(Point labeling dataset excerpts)
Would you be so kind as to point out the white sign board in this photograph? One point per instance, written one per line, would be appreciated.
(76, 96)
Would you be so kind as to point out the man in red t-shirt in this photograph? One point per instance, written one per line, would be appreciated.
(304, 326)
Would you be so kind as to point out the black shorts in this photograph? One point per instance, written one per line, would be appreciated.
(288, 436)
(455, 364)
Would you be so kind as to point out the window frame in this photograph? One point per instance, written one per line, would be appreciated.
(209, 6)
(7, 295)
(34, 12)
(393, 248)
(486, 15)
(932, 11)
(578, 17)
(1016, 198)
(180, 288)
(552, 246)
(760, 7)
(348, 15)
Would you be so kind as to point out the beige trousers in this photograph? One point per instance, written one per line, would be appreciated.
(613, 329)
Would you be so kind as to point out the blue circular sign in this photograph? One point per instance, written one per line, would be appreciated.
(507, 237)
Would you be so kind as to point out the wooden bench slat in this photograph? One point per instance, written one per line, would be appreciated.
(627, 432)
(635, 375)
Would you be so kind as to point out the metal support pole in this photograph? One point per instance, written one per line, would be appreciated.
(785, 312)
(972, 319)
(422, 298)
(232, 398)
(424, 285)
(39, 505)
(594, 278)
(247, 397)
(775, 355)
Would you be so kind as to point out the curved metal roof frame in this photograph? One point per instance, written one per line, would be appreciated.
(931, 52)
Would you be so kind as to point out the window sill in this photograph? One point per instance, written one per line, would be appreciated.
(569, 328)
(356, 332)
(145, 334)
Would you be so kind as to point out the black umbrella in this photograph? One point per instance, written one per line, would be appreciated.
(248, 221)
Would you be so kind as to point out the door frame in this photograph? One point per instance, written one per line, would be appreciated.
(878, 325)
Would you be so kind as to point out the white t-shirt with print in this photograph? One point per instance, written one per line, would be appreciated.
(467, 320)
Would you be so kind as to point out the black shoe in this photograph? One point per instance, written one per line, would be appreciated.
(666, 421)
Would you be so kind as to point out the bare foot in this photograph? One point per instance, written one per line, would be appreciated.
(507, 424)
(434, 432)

**Given exercise:** Rescale the part of the records that opens with the line containing "the black shoe" and runs through the end of the records. Write out every line of that part again, multiplying each coordinate by 0.65 and rounding to the nearest whole number, with halves rounded up.

**Result of the exercise:**
Would you be so kind as to point out the black shoe in this photograph? One point per instance, written one per line, would be appreciated.
(433, 274)
Would you be so kind as to point out the bare foot in this photograph? One point per instance, written one per line, would be appreciated.
(330, 276)
(282, 281)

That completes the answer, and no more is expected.